→ **Stated problem**
Each record below is to be copied word for word, with pictures removed.
- - - - -
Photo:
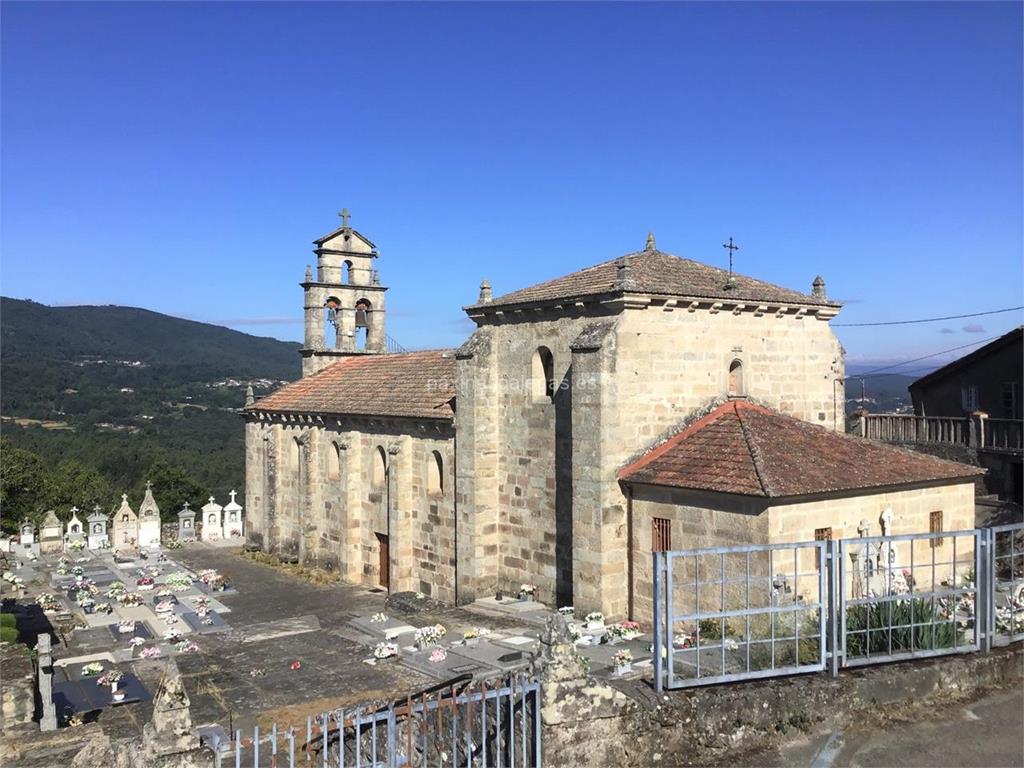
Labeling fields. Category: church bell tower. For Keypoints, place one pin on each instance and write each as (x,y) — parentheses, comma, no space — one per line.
(344,305)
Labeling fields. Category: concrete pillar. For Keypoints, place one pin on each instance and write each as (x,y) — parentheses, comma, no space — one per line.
(48,721)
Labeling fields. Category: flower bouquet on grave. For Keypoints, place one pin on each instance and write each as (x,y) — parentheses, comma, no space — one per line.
(428,636)
(179,581)
(624,632)
(48,602)
(115,591)
(385,650)
(623,659)
(113,678)
(126,627)
(527,591)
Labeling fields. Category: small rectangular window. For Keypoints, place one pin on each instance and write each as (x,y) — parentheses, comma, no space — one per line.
(1011,398)
(969,397)
(660,535)
(935,526)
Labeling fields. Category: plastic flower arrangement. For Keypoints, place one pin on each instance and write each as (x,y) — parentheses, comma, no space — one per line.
(426,636)
(386,650)
(114,676)
(179,581)
(623,657)
(626,630)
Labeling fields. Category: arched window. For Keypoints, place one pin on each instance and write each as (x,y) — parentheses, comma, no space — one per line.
(736,379)
(363,310)
(435,474)
(333,462)
(380,467)
(332,321)
(543,375)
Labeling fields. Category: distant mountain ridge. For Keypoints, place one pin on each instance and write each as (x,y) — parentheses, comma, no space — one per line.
(33,332)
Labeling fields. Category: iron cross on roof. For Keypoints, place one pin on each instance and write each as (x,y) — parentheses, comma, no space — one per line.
(730,247)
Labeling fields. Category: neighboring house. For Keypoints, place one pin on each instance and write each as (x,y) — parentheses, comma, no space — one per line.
(460,472)
(970,410)
(988,379)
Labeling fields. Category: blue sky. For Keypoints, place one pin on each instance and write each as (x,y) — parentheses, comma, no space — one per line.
(182,157)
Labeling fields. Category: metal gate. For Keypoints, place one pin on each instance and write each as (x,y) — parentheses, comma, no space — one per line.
(908,596)
(730,613)
(460,724)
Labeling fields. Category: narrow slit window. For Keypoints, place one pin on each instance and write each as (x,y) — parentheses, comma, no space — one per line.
(660,535)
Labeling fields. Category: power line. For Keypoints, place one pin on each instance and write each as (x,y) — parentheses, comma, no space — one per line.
(923,357)
(927,320)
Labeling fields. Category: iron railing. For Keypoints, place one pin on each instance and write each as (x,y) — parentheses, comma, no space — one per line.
(741,612)
(478,724)
(730,613)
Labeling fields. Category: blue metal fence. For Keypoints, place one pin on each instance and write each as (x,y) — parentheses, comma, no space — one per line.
(480,724)
(729,613)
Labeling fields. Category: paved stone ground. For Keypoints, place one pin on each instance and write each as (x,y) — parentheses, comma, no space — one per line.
(333,669)
(985,733)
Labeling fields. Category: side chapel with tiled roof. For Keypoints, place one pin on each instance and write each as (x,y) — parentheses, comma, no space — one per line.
(646,401)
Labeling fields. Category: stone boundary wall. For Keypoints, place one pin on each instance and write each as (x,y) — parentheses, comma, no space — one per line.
(595,724)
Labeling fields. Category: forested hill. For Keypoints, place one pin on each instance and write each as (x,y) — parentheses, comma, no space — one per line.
(97,399)
(36,332)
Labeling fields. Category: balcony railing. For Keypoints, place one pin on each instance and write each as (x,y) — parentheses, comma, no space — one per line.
(976,430)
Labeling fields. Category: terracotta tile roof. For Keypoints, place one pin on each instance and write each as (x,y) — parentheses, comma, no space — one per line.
(413,384)
(748,450)
(659,273)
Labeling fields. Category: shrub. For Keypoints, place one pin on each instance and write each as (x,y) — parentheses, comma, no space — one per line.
(912,624)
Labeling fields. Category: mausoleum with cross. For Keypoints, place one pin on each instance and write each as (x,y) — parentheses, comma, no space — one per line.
(647,401)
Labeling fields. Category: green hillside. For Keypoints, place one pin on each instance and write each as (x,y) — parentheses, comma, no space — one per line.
(97,399)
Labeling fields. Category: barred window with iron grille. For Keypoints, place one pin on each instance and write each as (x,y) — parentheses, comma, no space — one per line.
(660,535)
(935,526)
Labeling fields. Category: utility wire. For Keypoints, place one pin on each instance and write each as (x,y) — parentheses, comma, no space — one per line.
(927,320)
(923,357)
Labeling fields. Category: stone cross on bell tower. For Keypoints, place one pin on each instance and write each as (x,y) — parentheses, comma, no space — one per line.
(344,300)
- - - - -
→ **Solution to the problem**
Photo:
Labeling fields. Category: church bell tower. For Keypoints, place one pin on each instance and write each as (x,y) — parentheses, comma, no space — one per line.
(344,305)
Labeling fields. Category: concrete pillar. For Keypoints, place one pin on each instance and write each as (x,y) — parentheses, comma, no space — one per line.
(48,721)
Labeling fields. Category: flower bouquet on grave. For Keypoints, place one pin on each instance and write each as (x,y) — parentheses, comma, no space — one per line.
(428,636)
(179,581)
(624,632)
(48,602)
(115,591)
(385,650)
(623,659)
(113,678)
(126,627)
(527,591)
Labeling fields. Category: small rectangular window. For Keypoints, place one pin on each instance and write each as (x,y) — parentheses, comma, no space — one per line.
(1011,398)
(969,397)
(660,535)
(935,526)
Labeling fields. Category: plastic flower arrangement. For Keypoints, place one pin on each instance and write each as (x,y) — parentheses, comma, no space — one per line.
(426,636)
(386,650)
(114,676)
(179,581)
(623,657)
(626,630)
Labeling fields. Category: arched window. For Keypoints, place one pin on each instance and write each as (x,y) — parentheses, comma, no space — one per line.
(736,379)
(363,310)
(435,474)
(333,462)
(380,467)
(332,321)
(543,375)
Labeling fields. Category: distant mountain ridge. For Keypoints, place one pin on each instance and write each as (x,y) — parentheses, comma, no space — one per line.
(33,332)
Labeling fields. Category: iron cross on roof. For Keypoints, place one pin on each instance and write each as (x,y) — parentheses, comma, no space — one per line.
(730,247)
Labeling fields. Category: neighboring house. For Keypoints, place one pin on each instance and write each as (x,y) — parentheses, comma, no space — one per line.
(460,472)
(970,410)
(988,379)
Labeling fields. Category: blue sky. For Keypoints, place one pin on each instance and write each as (x,y) — parentheses, comma, no space — one per line.
(182,157)
Labeling fields. Category: metal gate. For Keypoints, place one pin on each instance and write each as (x,y) — parentheses, comma, no space — one per line.
(908,596)
(730,613)
(460,724)
Labeling fields. Category: narrow slit window. For Keypoints, place one pin on each instance and write each as (x,y) — parentheses, comma, no space — one per line.
(660,535)
Labeling fields. Category: power line. For Keypoints, place one pin on each instance and write each as (x,y) — parentheses, comma, no space — one per line.
(923,357)
(927,320)
Labeling fields. Category: iron railing. For Keypoints, place one pin on each instance and write each as (x,y) — parentheses, comma, no space — one per line.
(741,612)
(478,724)
(730,613)
Labeling fields. Category: blue metal fence. For Keypoints, place one pin on each instance and write each as (x,y) — parentheses, comma, no space — one per line.
(480,724)
(729,613)
Labeling fields. Category: paved stone ground. For Keypoints, place one pin on each instance and write each as (x,y) — parentheses, comma, no space — one per line.
(333,669)
(985,733)
Labeling fields. Category: side chapel with tiled roof. For Keypoints, place one pin on each instance and write each as (x,y) — parentheses, comma, no space — one per line.
(646,401)
Labeling fields. Category: stone boundary wall. For Keypoints, place one pin on each instance and write each as (x,y) — parentheses, comma, no space — one per line.
(595,724)
Labeling fields. Category: forested hill. For Keypoints, place one pin on each instance and write each as (x,y) — parentheses, comma, no space — one per line.
(97,399)
(36,332)
Labeling fields. Category: balcony railing. For Keypoints, place one pin on each instance and write each as (x,y) — parentheses, comma, no space — one per line.
(976,430)
Labeling fields. Category: terracotta tile roof. For Keypoints, place one pin on each instance and write each as (x,y) — parentheses, comma, no space — one per line.
(413,384)
(748,450)
(659,273)
Labeling fields. Category: shrub. For Keypoints, place one pin on each instance and write each as (x,y) — parentheses, comma, no space — one per line.
(912,624)
Labeling fields. Category: mausoleum with cross. For Keypoints, place one pin on each instance and write each as (x,y) — parentheses, comma, no space — one per line.
(647,401)
Labeling fields. Category: green hillside. For Keypoints, place one pin on each instance and write each as (x,y) — parentheses, comma, no space — one per line.
(97,399)
Labeling fields. Category: barred window with iron grille. For Keypoints, place one pin on each instance and write each as (x,y) — parentheses, comma, no space — one per line.
(660,535)
(935,526)
Labeling fields. Category: utility wire. For Keypoints, place one pin on each instance and write each as (x,y) — parentheses, comma, no space — one per line.
(927,320)
(923,357)
Labeling fields. Category: stone cross on bell tower. For Keypoints, place one pin on each instance and write each as (x,y) — parentheses, comma, no space — one per line.
(344,300)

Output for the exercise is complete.